• WHAT TO PRODUCE
Rewrite everything from the line containing "the bin handle" down to the line containing "column 831, row 417" in the data below, changing "face covering" to "face mask" and leaving all else as it is.
* Begin PROVIDED ENTRIES *
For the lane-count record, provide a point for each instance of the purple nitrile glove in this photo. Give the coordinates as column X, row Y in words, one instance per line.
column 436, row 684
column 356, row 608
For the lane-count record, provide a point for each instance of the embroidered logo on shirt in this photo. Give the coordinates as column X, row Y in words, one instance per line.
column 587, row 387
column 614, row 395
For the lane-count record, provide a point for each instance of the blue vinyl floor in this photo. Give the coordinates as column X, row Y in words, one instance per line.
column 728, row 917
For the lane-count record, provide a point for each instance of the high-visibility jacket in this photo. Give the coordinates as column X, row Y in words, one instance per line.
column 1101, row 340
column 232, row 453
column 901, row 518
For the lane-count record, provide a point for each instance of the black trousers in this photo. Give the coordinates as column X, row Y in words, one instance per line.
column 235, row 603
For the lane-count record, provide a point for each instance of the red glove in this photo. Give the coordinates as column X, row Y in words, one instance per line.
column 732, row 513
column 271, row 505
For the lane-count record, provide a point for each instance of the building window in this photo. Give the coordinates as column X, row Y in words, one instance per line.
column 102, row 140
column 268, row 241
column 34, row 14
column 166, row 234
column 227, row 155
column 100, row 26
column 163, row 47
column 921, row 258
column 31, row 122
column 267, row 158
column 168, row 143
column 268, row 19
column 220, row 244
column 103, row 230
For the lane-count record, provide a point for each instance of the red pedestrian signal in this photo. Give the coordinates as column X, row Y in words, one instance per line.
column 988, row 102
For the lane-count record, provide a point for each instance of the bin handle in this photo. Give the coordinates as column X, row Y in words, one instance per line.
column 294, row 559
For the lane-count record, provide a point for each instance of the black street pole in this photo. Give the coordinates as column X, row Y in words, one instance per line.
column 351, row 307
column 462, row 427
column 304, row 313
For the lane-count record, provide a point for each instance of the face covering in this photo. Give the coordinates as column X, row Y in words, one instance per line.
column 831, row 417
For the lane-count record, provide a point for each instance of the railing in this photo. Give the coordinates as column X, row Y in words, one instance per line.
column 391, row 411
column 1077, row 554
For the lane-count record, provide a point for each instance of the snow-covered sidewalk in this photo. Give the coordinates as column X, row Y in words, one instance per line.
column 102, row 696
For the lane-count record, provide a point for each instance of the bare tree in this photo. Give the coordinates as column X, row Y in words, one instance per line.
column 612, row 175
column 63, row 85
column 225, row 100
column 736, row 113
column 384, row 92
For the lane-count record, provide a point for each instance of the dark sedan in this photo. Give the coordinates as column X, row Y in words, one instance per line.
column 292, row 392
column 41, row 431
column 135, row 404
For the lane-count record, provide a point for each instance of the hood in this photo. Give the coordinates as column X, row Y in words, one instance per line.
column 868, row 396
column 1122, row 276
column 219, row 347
* End PROVIDED ENTRIES *
• CORRECT RESPONSE
For the lane-count record, provide a point for each instance of the bin handle in this photo. Give the coordinates as column X, row Y in words, one instance per line.
column 294, row 559
For the lane-count record, provide a point for each instance of the black street pole in this photo. Give the coordinates as column X, row Y in words, one instance per line.
column 351, row 307
column 462, row 427
column 304, row 313
For the lane-count record, provide a point for each instance of the face mask in this photo. Give the coordinates as column X, row Y in words, one instance per line.
column 831, row 417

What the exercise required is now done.